Exercise objective —
Would you write out the records below exactly as given?

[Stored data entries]

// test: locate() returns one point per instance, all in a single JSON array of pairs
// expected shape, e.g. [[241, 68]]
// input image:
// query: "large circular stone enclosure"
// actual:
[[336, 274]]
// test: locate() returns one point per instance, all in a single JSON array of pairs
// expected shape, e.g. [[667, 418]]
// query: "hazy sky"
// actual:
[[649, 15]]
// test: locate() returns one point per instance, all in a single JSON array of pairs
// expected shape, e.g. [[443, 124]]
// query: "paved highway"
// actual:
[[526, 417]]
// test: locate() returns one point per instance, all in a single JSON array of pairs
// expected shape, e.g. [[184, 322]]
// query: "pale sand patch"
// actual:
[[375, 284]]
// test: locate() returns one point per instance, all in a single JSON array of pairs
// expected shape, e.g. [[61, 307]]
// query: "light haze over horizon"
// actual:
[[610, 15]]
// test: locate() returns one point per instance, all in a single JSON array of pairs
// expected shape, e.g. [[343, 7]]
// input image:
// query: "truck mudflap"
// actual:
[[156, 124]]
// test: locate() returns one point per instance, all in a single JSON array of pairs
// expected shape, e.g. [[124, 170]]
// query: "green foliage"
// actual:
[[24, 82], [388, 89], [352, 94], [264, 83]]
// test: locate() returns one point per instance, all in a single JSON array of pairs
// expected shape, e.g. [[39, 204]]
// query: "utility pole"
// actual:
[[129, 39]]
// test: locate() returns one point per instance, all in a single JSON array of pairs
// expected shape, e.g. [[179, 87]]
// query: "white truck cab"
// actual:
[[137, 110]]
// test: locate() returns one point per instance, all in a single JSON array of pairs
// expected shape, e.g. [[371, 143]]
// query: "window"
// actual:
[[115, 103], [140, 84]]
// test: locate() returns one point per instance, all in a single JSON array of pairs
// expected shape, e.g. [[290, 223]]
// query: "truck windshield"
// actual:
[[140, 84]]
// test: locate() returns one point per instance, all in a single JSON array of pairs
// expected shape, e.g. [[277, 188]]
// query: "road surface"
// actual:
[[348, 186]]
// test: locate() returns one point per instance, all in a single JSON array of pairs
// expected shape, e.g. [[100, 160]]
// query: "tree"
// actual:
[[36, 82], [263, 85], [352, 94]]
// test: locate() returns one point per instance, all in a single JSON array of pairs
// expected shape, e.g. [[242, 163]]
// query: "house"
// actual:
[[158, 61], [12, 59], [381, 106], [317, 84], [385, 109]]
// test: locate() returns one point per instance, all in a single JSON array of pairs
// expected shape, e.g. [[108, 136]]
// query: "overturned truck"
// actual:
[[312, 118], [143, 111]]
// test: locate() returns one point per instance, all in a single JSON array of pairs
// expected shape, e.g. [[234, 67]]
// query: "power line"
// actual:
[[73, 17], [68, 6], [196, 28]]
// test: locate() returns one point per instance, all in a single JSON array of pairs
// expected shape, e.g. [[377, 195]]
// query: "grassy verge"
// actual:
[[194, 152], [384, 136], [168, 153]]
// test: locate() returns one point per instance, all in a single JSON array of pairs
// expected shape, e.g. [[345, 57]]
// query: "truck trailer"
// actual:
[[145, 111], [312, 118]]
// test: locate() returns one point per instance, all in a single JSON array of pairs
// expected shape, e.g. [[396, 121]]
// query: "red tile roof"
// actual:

Exercise solution —
// test: locate() returns one point per instance, all in a single JSON array of pairs
// expected shape, e.g. [[241, 68]]
// input image:
// query: "large circular stone enclosure"
// actual:
[[336, 274]]
// test: locate() returns one point per instance, all in a single JSON array of pairs
// expected shape, e.g. [[667, 418]]
// query: "hazy sky"
// actual:
[[649, 15]]
// test: locate() returns one point per instance, all in a single JSON array of pairs
// expected shape, e.g. [[443, 124]]
// query: "paved highway"
// actual:
[[526, 417]]
// test: locate() returns one point per instance, all in a single JSON array of pairs
// expected shape, e.g. [[184, 322]]
// query: "pale sand patch"
// actual:
[[375, 284]]
// test: locate() returns one point per instance, all in a single JSON array of pairs
// expected shape, e.g. [[61, 307]]
// query: "light haze over horizon"
// actual:
[[610, 15]]
// test: locate() returns one point per instance, all in a single JSON array of pairs
// expected shape, e.g. [[343, 7]]
// input image:
// query: "truck mudflap"
// actual:
[[156, 124]]
// test: locate() returns one point per instance, all in a single JSON array of pairs
// expected shape, e.g. [[124, 170]]
// query: "green foliage"
// actual:
[[24, 82], [388, 89], [352, 94], [264, 83]]
// test: locate() returns one point per instance, all in a single JSON array of pairs
// expected shape, e.g. [[39, 204]]
// query: "utility pole"
// actual:
[[129, 39]]
// test: locate() returns one point per instance, all in a single JSON array of pairs
// expected shape, e.g. [[179, 87]]
// query: "white truck cab"
// actual:
[[137, 110]]
// test: locate() returns one point per instance, all in a single JSON array of pairs
// expected shape, e.g. [[371, 143]]
// query: "window"
// actual:
[[115, 103], [140, 84]]
// test: locate() returns one point per instance, all in a single JSON array of pairs
// expected shape, e.g. [[290, 223]]
// query: "truck windshield"
// actual:
[[140, 84]]
// test: locate() returns one point per instance, all in a single JSON array of pairs
// expected shape, e.g. [[277, 188]]
// query: "road surface"
// actual:
[[348, 186]]
// test: locate() returns one point per instance, all in a single JSON array of pairs
// expected shape, e.g. [[100, 160]]
// query: "tree"
// actual:
[[36, 82], [263, 85], [352, 94]]
// test: locate() returns one point per instance, all in a single JSON array of pairs
// expected shape, e.g. [[242, 163]]
// query: "house"
// actual:
[[158, 61], [12, 59], [381, 106], [317, 84], [385, 109]]
// test: locate() returns one point per instance, all in a single JSON array of pairs
// expected shape, e.g. [[108, 136]]
// query: "overturned truck"
// actual:
[[312, 118], [143, 111]]
// test: locate() returns one point per instance, all in a single JSON array of pairs
// expected shape, e.g. [[234, 67]]
// query: "power line"
// actual:
[[73, 17], [68, 6], [196, 28]]
// test: locate() returns one point per instance, all in a single JSON array of pairs
// expected shape, e.g. [[377, 195]]
// query: "grassy verge"
// actual:
[[194, 152], [384, 136], [168, 153]]
// test: locate() returns one point per instance, all in a single JSON array of pairs
// expected shape, e.g. [[345, 57]]
// query: "truck trailer"
// actual:
[[145, 111], [312, 118]]
// test: locate() returns one point per instance, all in a single JSON array of pairs
// expected shape, e.g. [[396, 121]]
// query: "red tile roof"
// actual:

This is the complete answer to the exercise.